> Extrait à lire:
Décortiquons la lettre de Mme Michaud, pour bien saisir sa dépendance malsaine à un mode de transport unique.

Elle évoque «un client à Boucherville». Quelle drôle d'idée! N'y a-t-il pas suffisamment de «clients» à Montréal pour qu'elle puisse gagner sa vie? C'est cette mentalité de croissance constante qui mine la planète. C'est la faute de femmes comme Mme Michaud, qui développent des marchés dans des contrées éloignées comme Boucherville.

D'ailleurs, on se demande pourquoi Mme Michaud tient tellement à aller à Boucherville en voiture. Elle pourrait y aller en métro, puis en autobus. Ou en canot. Oui, en canot.

On oublie souvent que le moyen le plus durable de traverser le fleuve pour aller à Longueuil, c'est le canot. Si elle avait un coeur, Mme Michaud vendrait son auto, qu'elle remplacerait par un canot. Elle pourrait se gosser un chariot avec des objets puisés dans les bacs de recyclage de ses voisins pour que son BIXI puisse tirer le canot jusqu'au fleuve. De là, elle pourrait aller visiter son fameux client du 450 la conscience tranquille!

Ce qui me donne une idée, Montréal. Après BIXI, innovons avec le Canoxi! Oui, le Canoxi: un service de canots en libre-service, avec des stations disséminées tout le long des deux rives du fleuve. Comme ça, d'un coup de pagaie, les citoyens du 514 et du 450 ne seraient plus prisonniers des ponts Mercier et Champlain. Le Canoxi permettrait de ne pas remplacer ces ponts désuets à coups de milliards. D'ailleurs, disons les choses franchement: au XXIe siècle, le pont lui-même est une technologie désuète.

Bon, il y a les victimes collatérales. Je parle de ces Montréalais qui vivaient autrefois dans des rues tranquilles, aujourd'hui envahies par les barbares à quatre roues qui tentent sournoisement de contourner les entraves à la circulation.

> Extrait de données:
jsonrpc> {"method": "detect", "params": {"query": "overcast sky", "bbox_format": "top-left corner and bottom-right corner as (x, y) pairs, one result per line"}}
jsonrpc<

> Exercices:
a: Dupliquez mot pour mot, dans l'extrait à lire, tout ce qui va de «Décortiquons la lettre» jusqu'à «éloignées comme Boucherville.».
b: Répondez brièvement aux questions suivantes à partir de l'extrait à lire.
(i) Dans quelle ville se trouve le client évoqué par Mme Michaud ?
(ii) Selon l'extrait, quel est le moyen le plus durable de traverser le fleuve pour aller à Longueuil ?
(iii) Quels ponts sont nommés dans l'extrait ?
c: Indiquez si chacun des énoncés suivants concorde avec l'extrait à lire, en répondant par oui ou par non et en citant les mots décisifs.
(i) L'extrait suggère que Mme Michaud pourrait se rendre à Boucherville en métro, puis en autobus.
(ii) Le Canoxi serait un service de vélos en libre-service.
(iii) Selon l'extrait, le pont reste une technologie moderne au XXIe siècle.

> Réponses attendues:
a:
Décortiquons la lettre de Mme Michaud, pour bien saisir sa dépendance malsaine à un mode de transport unique.

Elle évoque «un client à Boucherville». Quelle drôle d'idée! N'y a-t-il pas suffisamment de «clients» à Montréal pour qu'elle puisse gagner sa vie? C'est cette mentalité de croissance constante qui mine la planète. C'est la faute de femmes comme Mme Michaud, qui développent des marchés dans des contrées éloignées comme Boucherville.

b:
(i) À Boucherville.
(ii) Le canot.
(iii) Les ponts Mercier et Champlain.

c:
(i) Oui : «Elle pourrait y aller en métro, puis en autobus.»
(ii) Non : «un service de canots en libre-service».
(iii) Non : «au XXIe siècle, le pont lui-même est une technologie désuète».